▸ What is needed:
Exactly as given, write out the lines from the one containing "answer like [94,14]." through the end of the listing, with both ends included and nothing else.

▸ Dataset entries:

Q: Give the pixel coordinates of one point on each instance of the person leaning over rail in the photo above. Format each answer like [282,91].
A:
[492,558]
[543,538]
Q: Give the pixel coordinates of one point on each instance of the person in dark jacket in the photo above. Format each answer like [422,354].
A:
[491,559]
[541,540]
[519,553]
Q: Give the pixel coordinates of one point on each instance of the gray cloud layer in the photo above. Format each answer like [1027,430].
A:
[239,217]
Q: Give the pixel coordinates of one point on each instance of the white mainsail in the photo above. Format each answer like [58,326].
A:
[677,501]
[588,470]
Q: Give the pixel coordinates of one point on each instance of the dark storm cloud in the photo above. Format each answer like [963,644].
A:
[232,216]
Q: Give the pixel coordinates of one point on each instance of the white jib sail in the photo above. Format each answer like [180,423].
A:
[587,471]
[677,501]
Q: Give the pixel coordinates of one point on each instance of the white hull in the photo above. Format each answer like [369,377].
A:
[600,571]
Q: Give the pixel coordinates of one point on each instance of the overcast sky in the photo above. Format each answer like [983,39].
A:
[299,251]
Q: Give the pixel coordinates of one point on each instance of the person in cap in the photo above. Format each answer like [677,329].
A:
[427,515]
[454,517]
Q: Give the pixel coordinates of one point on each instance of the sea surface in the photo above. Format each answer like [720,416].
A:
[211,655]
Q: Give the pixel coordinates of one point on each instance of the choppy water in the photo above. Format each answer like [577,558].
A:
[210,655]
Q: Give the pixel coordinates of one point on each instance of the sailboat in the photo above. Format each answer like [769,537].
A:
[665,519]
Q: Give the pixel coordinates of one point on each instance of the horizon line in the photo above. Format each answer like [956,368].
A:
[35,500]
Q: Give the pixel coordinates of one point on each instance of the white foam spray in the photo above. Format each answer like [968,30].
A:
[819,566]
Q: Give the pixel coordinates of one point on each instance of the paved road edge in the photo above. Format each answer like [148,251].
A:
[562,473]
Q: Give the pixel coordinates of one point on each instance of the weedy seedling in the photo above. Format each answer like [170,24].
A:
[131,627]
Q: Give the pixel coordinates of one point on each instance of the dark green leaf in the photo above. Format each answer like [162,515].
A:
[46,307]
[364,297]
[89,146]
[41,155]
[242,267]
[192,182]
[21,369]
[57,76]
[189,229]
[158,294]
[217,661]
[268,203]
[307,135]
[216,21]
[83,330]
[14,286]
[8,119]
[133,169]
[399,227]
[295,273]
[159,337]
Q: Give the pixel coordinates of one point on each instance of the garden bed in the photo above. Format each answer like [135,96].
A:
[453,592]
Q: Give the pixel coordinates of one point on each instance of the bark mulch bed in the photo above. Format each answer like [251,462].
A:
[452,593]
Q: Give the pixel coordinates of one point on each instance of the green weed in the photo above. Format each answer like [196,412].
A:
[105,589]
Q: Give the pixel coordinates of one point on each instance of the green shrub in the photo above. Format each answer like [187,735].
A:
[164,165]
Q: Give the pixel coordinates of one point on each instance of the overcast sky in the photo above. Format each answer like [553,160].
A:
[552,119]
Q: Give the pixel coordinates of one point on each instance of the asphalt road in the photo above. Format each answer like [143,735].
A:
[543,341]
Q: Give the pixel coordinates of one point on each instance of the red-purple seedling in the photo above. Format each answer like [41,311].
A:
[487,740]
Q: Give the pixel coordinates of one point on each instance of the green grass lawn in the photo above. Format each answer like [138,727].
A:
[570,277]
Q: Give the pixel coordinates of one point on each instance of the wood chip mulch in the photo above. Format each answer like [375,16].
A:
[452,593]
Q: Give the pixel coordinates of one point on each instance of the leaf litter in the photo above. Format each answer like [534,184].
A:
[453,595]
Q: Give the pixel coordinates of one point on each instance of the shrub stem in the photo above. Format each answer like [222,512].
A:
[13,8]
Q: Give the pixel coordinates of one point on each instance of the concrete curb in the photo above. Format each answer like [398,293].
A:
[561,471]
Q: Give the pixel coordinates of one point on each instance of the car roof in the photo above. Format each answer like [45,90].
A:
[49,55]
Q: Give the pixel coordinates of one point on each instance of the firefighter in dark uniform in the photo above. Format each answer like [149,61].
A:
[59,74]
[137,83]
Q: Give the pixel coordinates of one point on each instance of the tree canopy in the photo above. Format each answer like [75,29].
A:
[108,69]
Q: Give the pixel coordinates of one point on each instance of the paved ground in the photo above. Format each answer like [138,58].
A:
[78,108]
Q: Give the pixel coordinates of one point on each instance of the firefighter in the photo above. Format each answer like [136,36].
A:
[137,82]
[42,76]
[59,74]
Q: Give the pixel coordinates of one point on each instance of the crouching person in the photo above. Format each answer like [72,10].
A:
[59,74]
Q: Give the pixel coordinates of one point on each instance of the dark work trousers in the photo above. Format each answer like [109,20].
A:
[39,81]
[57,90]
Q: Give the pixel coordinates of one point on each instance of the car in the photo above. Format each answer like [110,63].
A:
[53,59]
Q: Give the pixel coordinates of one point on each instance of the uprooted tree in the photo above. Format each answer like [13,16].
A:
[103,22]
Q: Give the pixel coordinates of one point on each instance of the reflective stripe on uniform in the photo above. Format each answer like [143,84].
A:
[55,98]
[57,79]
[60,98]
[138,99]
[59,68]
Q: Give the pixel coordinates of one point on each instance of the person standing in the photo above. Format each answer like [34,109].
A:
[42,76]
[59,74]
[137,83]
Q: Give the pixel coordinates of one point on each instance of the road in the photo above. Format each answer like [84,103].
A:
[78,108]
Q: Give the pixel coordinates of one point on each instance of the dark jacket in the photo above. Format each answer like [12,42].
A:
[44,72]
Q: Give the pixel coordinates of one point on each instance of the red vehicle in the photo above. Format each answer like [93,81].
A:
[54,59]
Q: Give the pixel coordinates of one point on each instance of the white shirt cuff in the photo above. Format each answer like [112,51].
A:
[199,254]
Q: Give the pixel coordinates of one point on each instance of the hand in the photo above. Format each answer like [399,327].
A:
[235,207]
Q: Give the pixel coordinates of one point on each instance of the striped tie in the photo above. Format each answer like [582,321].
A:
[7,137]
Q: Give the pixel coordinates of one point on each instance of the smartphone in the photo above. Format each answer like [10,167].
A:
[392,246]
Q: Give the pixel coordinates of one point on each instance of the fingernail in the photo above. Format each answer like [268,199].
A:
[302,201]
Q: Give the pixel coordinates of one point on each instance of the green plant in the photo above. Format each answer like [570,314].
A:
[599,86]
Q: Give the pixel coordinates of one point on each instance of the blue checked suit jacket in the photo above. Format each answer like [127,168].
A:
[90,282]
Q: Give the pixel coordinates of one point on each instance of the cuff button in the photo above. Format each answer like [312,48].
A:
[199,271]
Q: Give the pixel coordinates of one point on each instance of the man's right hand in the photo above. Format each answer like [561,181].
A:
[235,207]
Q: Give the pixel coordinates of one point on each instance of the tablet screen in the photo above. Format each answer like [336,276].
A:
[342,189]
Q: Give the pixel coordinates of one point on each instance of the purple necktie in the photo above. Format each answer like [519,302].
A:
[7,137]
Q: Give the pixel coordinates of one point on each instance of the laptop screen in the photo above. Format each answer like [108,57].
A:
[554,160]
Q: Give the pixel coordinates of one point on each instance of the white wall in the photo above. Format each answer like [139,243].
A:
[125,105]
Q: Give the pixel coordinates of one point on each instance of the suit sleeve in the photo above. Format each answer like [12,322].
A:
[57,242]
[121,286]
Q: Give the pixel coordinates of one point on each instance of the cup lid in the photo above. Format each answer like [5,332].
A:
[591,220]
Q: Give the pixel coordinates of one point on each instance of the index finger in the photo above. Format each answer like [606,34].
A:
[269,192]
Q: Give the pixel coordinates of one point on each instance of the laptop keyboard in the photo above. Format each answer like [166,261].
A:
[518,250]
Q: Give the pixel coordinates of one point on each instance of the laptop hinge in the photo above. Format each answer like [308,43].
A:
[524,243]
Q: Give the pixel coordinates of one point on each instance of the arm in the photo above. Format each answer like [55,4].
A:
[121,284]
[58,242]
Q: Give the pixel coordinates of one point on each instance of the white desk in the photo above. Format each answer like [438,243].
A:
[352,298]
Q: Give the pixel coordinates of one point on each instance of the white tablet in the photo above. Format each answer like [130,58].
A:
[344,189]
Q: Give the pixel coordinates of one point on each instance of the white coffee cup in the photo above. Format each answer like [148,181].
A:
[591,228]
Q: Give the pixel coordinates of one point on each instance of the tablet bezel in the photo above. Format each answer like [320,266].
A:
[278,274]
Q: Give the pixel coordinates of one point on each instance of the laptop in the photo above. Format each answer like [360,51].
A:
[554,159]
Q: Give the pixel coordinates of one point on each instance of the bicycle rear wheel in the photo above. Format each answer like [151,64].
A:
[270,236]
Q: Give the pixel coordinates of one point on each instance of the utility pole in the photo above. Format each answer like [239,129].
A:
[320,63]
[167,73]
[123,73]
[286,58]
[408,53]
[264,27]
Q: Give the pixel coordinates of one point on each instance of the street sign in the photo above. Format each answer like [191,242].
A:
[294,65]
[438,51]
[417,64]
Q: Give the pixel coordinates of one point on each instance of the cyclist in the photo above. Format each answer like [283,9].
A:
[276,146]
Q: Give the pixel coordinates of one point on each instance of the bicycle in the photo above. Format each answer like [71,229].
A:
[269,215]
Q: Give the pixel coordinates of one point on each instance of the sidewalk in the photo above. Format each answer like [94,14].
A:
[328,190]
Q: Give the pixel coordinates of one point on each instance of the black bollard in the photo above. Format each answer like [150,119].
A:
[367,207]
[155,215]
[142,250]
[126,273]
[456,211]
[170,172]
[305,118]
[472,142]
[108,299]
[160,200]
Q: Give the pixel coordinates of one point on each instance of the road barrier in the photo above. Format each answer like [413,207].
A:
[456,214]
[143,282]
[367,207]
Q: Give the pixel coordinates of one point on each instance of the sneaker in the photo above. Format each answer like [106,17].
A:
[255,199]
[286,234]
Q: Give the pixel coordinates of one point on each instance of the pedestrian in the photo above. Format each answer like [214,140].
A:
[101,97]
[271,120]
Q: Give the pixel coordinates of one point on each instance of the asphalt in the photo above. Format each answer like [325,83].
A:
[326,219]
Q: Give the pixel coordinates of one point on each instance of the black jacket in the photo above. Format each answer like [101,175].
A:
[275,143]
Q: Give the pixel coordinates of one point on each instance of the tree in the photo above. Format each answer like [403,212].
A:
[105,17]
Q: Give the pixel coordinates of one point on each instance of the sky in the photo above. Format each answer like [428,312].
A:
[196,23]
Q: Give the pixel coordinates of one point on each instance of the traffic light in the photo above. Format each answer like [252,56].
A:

▸ Exercise output:
Q: Give the pixel coordinates of one point on each instance of the sidewalk in the photo above. Format each answer like [94,14].
A:
[328,190]
Q: Give the pixel coordinates of one point on each instance of the black bollard in the photo above. Format each answer like [150,119].
A:
[367,207]
[155,215]
[142,250]
[126,273]
[456,211]
[170,172]
[305,118]
[472,142]
[108,299]
[160,200]
Q: Give the pixel coordinates of one point on each instance of the road barrier in the photo above. Format each answer like [413,207].
A:
[456,214]
[143,282]
[367,207]
Q: Give the pixel coordinates of one point on each instance of the sneaker in the photo above. Format each answer like [106,17].
A:
[255,199]
[286,234]
Q: Give the pixel coordinates of one point on each instance of the pedestrian in the photo above. Format each answer like [214,140].
A:
[101,97]
[271,120]
Q: Give the pixel coordinates of one point on each instance of the asphalt in the photo above. Format each answer like [325,83].
A:
[326,219]
Q: Give the pixel coordinates of one point on each instance of the black jacket in the photo above. Format each answer like [101,175].
A:
[275,143]
Q: Give the pixel coordinates of one point on each instance of the tree in the photo above. Format each answer like [403,212].
A:
[105,17]
Q: Give the pixel coordinates of one point on each instance of the sky in the photo above. Format each answer like [428,312].
A:
[196,23]
Q: Give the pixel coordinates of one point on each instance of the traffic light in the photo above. Format each answer like [252,56].
A:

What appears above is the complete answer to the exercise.